- [文本摘录]:
在当时,没有人可以预见霍夫曼斯塔尔的美学观点将为20世纪一轮更大规模的非理性思潮在德国的泛滥铺平道路。但面对由科学发现引起的变化,霍夫曼斯塔尔以王权美学和“整体的仪式”作为回应,而弗朗茨·布伦塔诺(Franz Brentano,1838—1917)的回应则是他的新哲学。布伦塔诺是一个受欢迎的人,他的演讲堪称传奇,以至于学生们(其中包括弗洛伊德和托马斯·马萨里克)将过道和教室门口挤得水泄不通。有着一副雕塑般外表(他看上去像一位教堂的主教)的布伦塔诺是一位狂热但心不在焉的棋手(他很少下赢,因为他喜欢试验各种走法并观察它们的结果),也是诗人、手艺精湛的厨师和木匠。他经常在多瑙河里游泳,还出版过一本关于谜语的畅销书。他的朋友包括西奥多·梅涅特、西奥多·贡珀茨和约瑟夫·布罗伊尔,后者曾是他的医生。[94]他注定要担任神职,却于1873年离开了教会,并随后娶了一位皈依基督教的犹太富婆(这也使得有传言讥讽他是傍大款界的偶像)。[95]

布伦塔诺的主要兴趣是尽可能以科学的方式证明上帝的存在。他的科学是一种非常个人化的科学,采用历史分析的形式。对于布伦塔诺来说,哲学是周期性循环的。据他介绍,截至当时,历史上已经出现了三个周期(古代、中世纪和现代)各分为四个阶段:求知、实践、怀疑主义和神秘主义。如下表所示。[96]

这种分析方法使布伦塔诺成了思想史上典型的过渡人物。经过二十年的探索和演讲,他的科学使他断定,确实存在着“一个永恒的、创造性的和持续的原则”,他将这一原则称为“理解力”。[97]同时,他关于哲学周期性循环的观点也使他怀疑科学的进步主义。从今天看来,布伦塔诺的主要贡献是他试图将更严谨的思想内容加入对上帝的考量中。尽管他力图将科学与宗教相结合的尝试备受推崇,但是许多和他同时代的人也认为,从一开始他的整个理论体系就注定了失败的命运。尽管如此,布伦塔诺的理论也的确激发了另外两个哲学分支,而这两个哲学分支在20世纪的最初几年里也颇具影响。它们就是埃德蒙·胡塞尔的现象学和克里斯蒂安·冯·埃伦费尔斯的格式塔理论。

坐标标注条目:

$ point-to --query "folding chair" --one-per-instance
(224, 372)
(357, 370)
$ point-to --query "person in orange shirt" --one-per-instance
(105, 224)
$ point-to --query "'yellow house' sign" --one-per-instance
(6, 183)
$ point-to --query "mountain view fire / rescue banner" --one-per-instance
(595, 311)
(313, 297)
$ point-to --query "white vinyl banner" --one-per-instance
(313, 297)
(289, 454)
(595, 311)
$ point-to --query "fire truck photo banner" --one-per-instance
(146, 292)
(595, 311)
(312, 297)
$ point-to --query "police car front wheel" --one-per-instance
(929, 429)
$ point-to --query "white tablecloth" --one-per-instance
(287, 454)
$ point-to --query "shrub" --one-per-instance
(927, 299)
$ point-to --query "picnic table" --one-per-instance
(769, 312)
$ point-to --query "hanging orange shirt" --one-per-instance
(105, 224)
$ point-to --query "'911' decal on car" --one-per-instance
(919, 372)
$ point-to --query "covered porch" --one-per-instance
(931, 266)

- [待解问题]: 将上面关于布伦塔诺的摘录完整提取出来，一字不改。

- [书面解答]:
在当时,没有人可以预见霍夫曼斯塔尔的美学观点将为20世纪一轮更大规模的非理性思潮在德国的泛滥铺平道路。但面对由科学发现引起的变化,霍夫曼斯塔尔以王权美学和“整体的仪式”作为回应,而弗朗茨·布伦塔诺(Franz Brentano,1838—1917)的回应则是他的新哲学。布伦塔诺是一个受欢迎的人,他的演讲堪称传奇,以至于学生们(其中包括弗洛伊德和托马斯·马萨里克)将过道和教室门口挤得水泄不通。有着一副雕塑般外表(他看上去像一位教堂的主教)的布伦塔诺是一位狂热但心不在焉的棋手(他很少下赢,因为他喜欢试验各种走法并观察它们的结果),也是诗人、手艺精湛的厨师和木匠。他经常在多瑙河里游泳,还出版过一本关于谜语的畅销书。他的朋友包括西奥多·梅涅特、西奥多·贡珀茨和约瑟夫·布罗伊尔,后者曾是他的医生。[94]他注定要担任神职,却于1873年离开了教会,并随后娶了一位皈依基督教的犹太富婆(这也使得有传言讥讽他是傍大款界的偶像)。[95]

布伦塔诺的主要兴趣是尽可能以科学的方式证明上帝的存在。他的科学是一种非常个人化的科学,采用历史分析的形式。对于布伦塔诺来说,哲学是周期性循环的。据他介绍,截至当时,历史上已经出现了三个周期(古代、中世纪和现代)各分为四个阶段:求知、实践、怀疑主义和神秘主义。如下表所示。[96]

这种分析方法使布伦塔诺成了思想史上典型的过渡人物。经过二十年的探索和演讲,他的科学使他断定,确实存在着“一个永恒的、创造性的和持续的原则”,他将这一原则称为“理解力”。[97]同时,他关于哲学周期性循环的观点也使他怀疑科学的进步主义。从今天看来,布伦塔诺的主要贡献是他试图将更严谨的思想内容加入对上帝的考量中。尽管他力图将科学与宗教相结合的尝试备受推崇,但是许多和他同时代的人也认为,从一开始他的整个理论体系就注定了失败的命运。尽管如此,布伦塔诺的理论也的确激发了另外两个哲学分支,而这两个哲学分支在20世纪的最初几年里也颇具影响。它们就是埃德蒙·胡塞尔的现象学和克里斯蒂安·冯·埃伦费尔斯的格式塔理论。